[Excerpts from point annotation data]
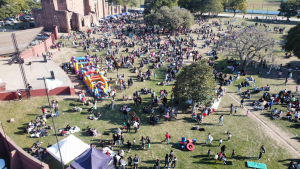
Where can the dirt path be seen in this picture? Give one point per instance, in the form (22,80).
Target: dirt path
(283,138)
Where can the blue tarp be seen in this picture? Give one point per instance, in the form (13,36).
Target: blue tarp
(92,159)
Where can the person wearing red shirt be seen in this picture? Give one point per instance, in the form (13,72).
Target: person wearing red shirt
(167,137)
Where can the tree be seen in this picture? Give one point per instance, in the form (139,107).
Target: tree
(248,44)
(195,82)
(155,5)
(288,8)
(184,3)
(235,5)
(293,40)
(170,19)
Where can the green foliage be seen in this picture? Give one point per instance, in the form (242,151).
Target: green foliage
(170,18)
(235,5)
(202,6)
(184,3)
(195,81)
(288,8)
(11,8)
(293,40)
(155,5)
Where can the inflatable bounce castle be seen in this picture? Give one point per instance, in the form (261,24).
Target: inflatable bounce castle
(96,82)
(80,63)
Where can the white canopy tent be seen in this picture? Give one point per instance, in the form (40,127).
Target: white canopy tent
(70,147)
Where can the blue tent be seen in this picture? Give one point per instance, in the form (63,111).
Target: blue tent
(93,159)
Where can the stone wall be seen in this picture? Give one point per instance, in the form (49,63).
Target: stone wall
(73,14)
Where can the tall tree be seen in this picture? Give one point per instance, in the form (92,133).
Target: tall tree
(288,8)
(184,3)
(155,5)
(235,5)
(170,18)
(293,40)
(248,44)
(195,82)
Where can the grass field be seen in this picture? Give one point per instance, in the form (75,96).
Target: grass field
(239,125)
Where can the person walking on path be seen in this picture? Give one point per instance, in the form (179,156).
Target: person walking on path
(128,126)
(220,142)
(248,112)
(239,88)
(208,138)
(167,160)
(216,158)
(242,103)
(229,136)
(174,160)
(231,109)
(167,137)
(136,162)
(20,95)
(129,145)
(235,109)
(262,150)
(221,120)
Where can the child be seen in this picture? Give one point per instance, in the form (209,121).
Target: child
(233,153)
(229,136)
(124,125)
(220,141)
(216,158)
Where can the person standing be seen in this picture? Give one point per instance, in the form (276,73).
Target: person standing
(115,160)
(128,126)
(20,95)
(129,145)
(136,162)
(174,160)
(56,111)
(229,136)
(242,103)
(262,150)
(220,142)
(208,138)
(167,137)
(167,160)
(221,120)
(216,158)
(239,88)
(248,112)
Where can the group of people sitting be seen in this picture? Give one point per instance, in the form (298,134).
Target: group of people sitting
(153,119)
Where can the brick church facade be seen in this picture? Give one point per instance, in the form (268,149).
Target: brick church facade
(73,14)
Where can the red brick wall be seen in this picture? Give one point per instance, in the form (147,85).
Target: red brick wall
(38,92)
(38,49)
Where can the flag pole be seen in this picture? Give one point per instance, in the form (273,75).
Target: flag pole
(53,124)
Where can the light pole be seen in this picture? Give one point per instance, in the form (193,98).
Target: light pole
(55,17)
(252,12)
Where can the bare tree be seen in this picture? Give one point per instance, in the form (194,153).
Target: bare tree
(250,43)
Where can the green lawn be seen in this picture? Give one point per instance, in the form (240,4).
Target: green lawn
(239,125)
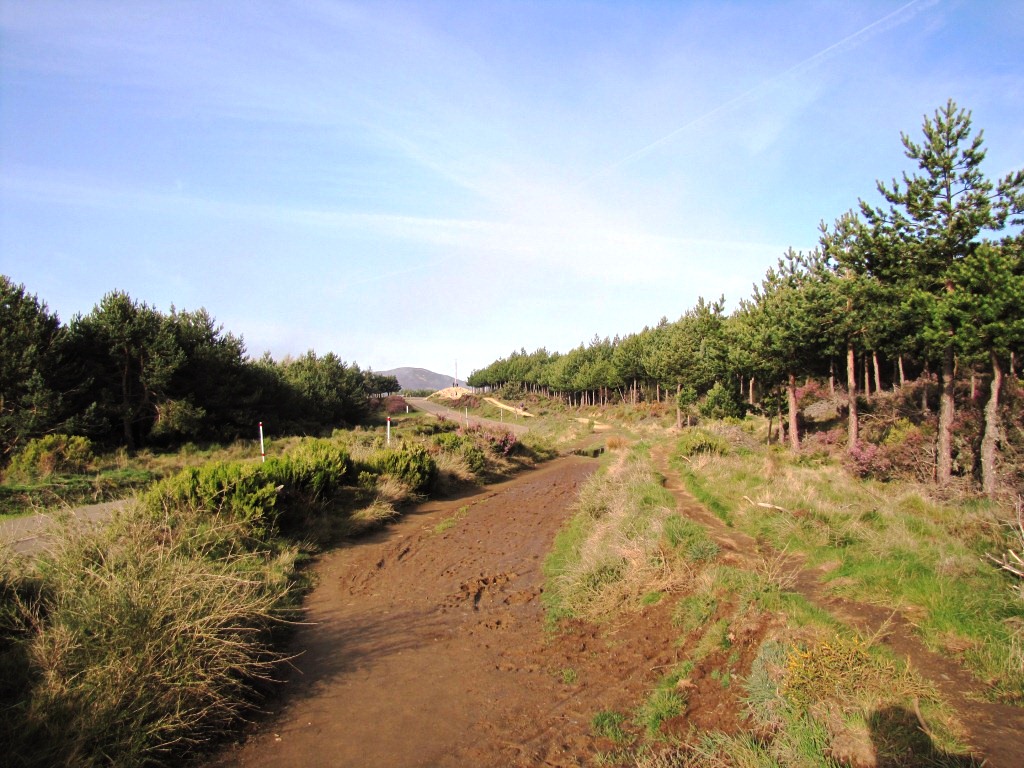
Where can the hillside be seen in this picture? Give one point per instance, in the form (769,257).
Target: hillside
(420,378)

* **Exercise instructions**
Each record above must be returned exactly as written, with its pictures omitted.

* **Solution for this task**
Where can the dirt path be seen in this picture? Give one point per instance, in the form (22,80).
Target: dirt path
(283,138)
Where can the blue tarp be seen in this picture? Give one point per instance, in the form (13,36).
Target: blue tarp
(92,159)
Where can the person wearing red shirt be seen in this picture? Give one point per instance, in the form (13,72).
Target: person wearing red shirt
(167,137)
Where can the tree be seen in this picture? Give one point per instance, in the form (139,107).
Target: tree
(248,44)
(195,82)
(155,5)
(288,8)
(184,3)
(235,5)
(293,40)
(170,19)
Where can the green foliage be seen in this picture? Give one point per instance, in the form (242,151).
Target: green foliage
(170,18)
(235,5)
(202,6)
(184,3)
(195,81)
(288,8)
(11,8)
(293,40)
(155,5)
Where can the inflatable bounce castle be seen in this picture? Give one point per instance, in the form (261,24).
Target: inflatable bounce castle
(96,82)
(80,63)
Where can the white canopy tent be seen in this picture? Give one point per instance, in the form (40,127).
Target: white canopy tent
(70,147)
Where can the blue tent be seen in this picture? Give one point per instance, in the form (63,111).
Target: blue tent
(93,159)
Where can the stone wall be seen in this picture? Give one point per instance, in the form (49,63).
Target: stone wall
(73,14)
Where can the tall tree be seen in this picture? Give one point per instance, in the form (92,133).
Target: tall tree
(288,8)
(184,3)
(155,5)
(235,5)
(170,18)
(293,40)
(248,44)
(195,82)
Where can the grass field be seen in this picture? Give one point per instance, in the form (75,96).
Target: grass field
(239,125)
Where can the person walking on path be seen in this picture? Give one point per instance, in the form (179,156).
Target: person walking on path
(128,126)
(220,142)
(248,112)
(239,88)
(208,138)
(167,160)
(216,158)
(242,103)
(229,136)
(174,160)
(231,109)
(167,137)
(136,162)
(20,95)
(129,145)
(235,109)
(262,150)
(221,120)
Where can the child be seen in this picture? Give one point per instance, in the form (209,121).
Target: child
(233,153)
(229,136)
(124,125)
(220,141)
(216,158)
Where can the person standing be seen in this picture? Give one point per instance, in the form (276,73).
Target: person standing
(115,160)
(128,126)
(20,95)
(129,145)
(136,162)
(174,160)
(56,111)
(229,136)
(242,103)
(262,150)
(220,142)
(208,138)
(167,137)
(167,160)
(221,120)
(216,158)
(239,88)
(248,112)
Where can the group of people sitting be seen in this picture? Give one point per instance, in the form (298,134).
Target: group of people sitting
(153,119)
Where can the brick church facade be seen in this picture? Give one point per instance, in the form (268,149).
Target: brick church facade
(73,14)
Where can the red brick wall be seen in this picture? Give one point per instance, in the form (147,85).
Target: red brick wall
(38,92)
(38,49)
Where can the flag pole be seen in this picture? Give one point per instance, in the form (273,75).
Target: flag pole
(53,124)
Where can the light pole be seen in this picture? Give one point per instance, in the form (193,98).
Target: light pole
(55,17)
(252,12)
Where can the bare tree be seen in this picture? Give one point per instance, in the form (194,153).
Target: bare tree
(250,43)
Where can the green lawn be seen in this picture? Give one point per instance, in the form (240,4).
Target: green lawn
(239,125)
Where can the hillside be seen in this picture? Give one point per instance, in the form (769,257).
Target: hillside
(420,378)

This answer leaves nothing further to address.